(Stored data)
==========

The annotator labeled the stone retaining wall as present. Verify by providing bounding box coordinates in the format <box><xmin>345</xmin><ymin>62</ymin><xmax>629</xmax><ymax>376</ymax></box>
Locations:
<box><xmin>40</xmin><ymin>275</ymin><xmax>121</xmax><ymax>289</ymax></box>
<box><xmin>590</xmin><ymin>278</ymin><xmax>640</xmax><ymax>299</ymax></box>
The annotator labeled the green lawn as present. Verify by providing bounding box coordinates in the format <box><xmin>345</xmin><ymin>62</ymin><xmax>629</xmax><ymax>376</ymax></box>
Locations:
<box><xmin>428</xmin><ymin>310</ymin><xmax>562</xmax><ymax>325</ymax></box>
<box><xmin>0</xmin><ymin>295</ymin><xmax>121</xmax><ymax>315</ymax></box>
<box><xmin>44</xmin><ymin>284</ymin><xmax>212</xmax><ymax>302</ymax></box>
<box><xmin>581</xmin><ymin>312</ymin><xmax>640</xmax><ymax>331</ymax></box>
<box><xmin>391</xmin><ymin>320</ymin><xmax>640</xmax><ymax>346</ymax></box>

==========

Problem -> Repeat the records above exactly, leaving none out.

The completed task ->
The annotator labeled the stone retaining wall as present. Verify by providing bounding box coordinates in the format <box><xmin>345</xmin><ymin>62</ymin><xmax>629</xmax><ymax>376</ymax></box>
Locations:
<box><xmin>40</xmin><ymin>275</ymin><xmax>121</xmax><ymax>289</ymax></box>
<box><xmin>590</xmin><ymin>278</ymin><xmax>640</xmax><ymax>299</ymax></box>
The annotator labeled the green lawn as present. Verify by providing bounding box coordinates in the format <box><xmin>345</xmin><ymin>62</ymin><xmax>629</xmax><ymax>376</ymax></box>
Locations:
<box><xmin>428</xmin><ymin>310</ymin><xmax>562</xmax><ymax>325</ymax></box>
<box><xmin>0</xmin><ymin>295</ymin><xmax>121</xmax><ymax>315</ymax></box>
<box><xmin>44</xmin><ymin>284</ymin><xmax>212</xmax><ymax>302</ymax></box>
<box><xmin>581</xmin><ymin>312</ymin><xmax>640</xmax><ymax>331</ymax></box>
<box><xmin>391</xmin><ymin>320</ymin><xmax>640</xmax><ymax>346</ymax></box>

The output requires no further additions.